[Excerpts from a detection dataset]
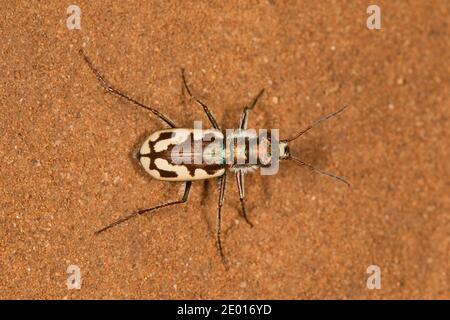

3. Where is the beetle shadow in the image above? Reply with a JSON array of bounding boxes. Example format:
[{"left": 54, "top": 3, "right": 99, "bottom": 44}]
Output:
[{"left": 285, "top": 135, "right": 331, "bottom": 189}]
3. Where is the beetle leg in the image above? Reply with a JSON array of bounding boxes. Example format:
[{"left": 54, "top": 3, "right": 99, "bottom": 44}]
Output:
[
  {"left": 236, "top": 170, "right": 253, "bottom": 228},
  {"left": 181, "top": 69, "right": 220, "bottom": 130},
  {"left": 79, "top": 49, "right": 175, "bottom": 128},
  {"left": 239, "top": 89, "right": 264, "bottom": 130},
  {"left": 216, "top": 171, "right": 227, "bottom": 262},
  {"left": 95, "top": 181, "right": 192, "bottom": 235}
]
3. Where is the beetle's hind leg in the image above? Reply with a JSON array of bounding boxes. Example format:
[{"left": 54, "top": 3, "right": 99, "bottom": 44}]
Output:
[
  {"left": 239, "top": 89, "right": 264, "bottom": 130},
  {"left": 181, "top": 68, "right": 220, "bottom": 130},
  {"left": 95, "top": 181, "right": 192, "bottom": 235},
  {"left": 216, "top": 171, "right": 227, "bottom": 267}
]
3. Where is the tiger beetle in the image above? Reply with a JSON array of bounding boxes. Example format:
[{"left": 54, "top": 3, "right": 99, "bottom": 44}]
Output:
[{"left": 79, "top": 49, "right": 350, "bottom": 261}]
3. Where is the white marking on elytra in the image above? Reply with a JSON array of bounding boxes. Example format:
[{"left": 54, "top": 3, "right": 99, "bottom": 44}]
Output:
[
  {"left": 154, "top": 129, "right": 190, "bottom": 152},
  {"left": 155, "top": 158, "right": 189, "bottom": 177}
]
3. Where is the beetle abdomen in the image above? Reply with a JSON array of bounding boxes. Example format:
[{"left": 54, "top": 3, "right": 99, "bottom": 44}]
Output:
[{"left": 138, "top": 128, "right": 225, "bottom": 181}]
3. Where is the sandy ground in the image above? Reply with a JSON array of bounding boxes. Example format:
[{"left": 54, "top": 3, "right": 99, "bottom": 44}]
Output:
[{"left": 0, "top": 0, "right": 450, "bottom": 299}]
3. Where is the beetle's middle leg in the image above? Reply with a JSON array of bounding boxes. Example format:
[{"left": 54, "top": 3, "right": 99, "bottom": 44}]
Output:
[
  {"left": 95, "top": 181, "right": 192, "bottom": 235},
  {"left": 236, "top": 170, "right": 253, "bottom": 228},
  {"left": 181, "top": 69, "right": 220, "bottom": 130},
  {"left": 216, "top": 171, "right": 227, "bottom": 262}
]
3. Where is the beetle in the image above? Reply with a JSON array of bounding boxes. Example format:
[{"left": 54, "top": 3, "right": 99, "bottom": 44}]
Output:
[{"left": 79, "top": 49, "right": 350, "bottom": 261}]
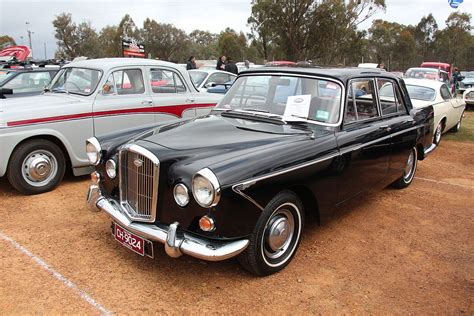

■ YOUR OBJECTIVE
Extract the lines from the one containing "3. Where is the beetle in" through the end of the items, inclusive, and leave the pictures out of your answer.

■ ANSWER TO THIS EXERCISE
3. Where is the beetle in the image above? Reply with a JSON array of bounding boxes. Example format:
[{"left": 54, "top": 3, "right": 99, "bottom": 44}]
Output:
[{"left": 79, "top": 49, "right": 350, "bottom": 261}]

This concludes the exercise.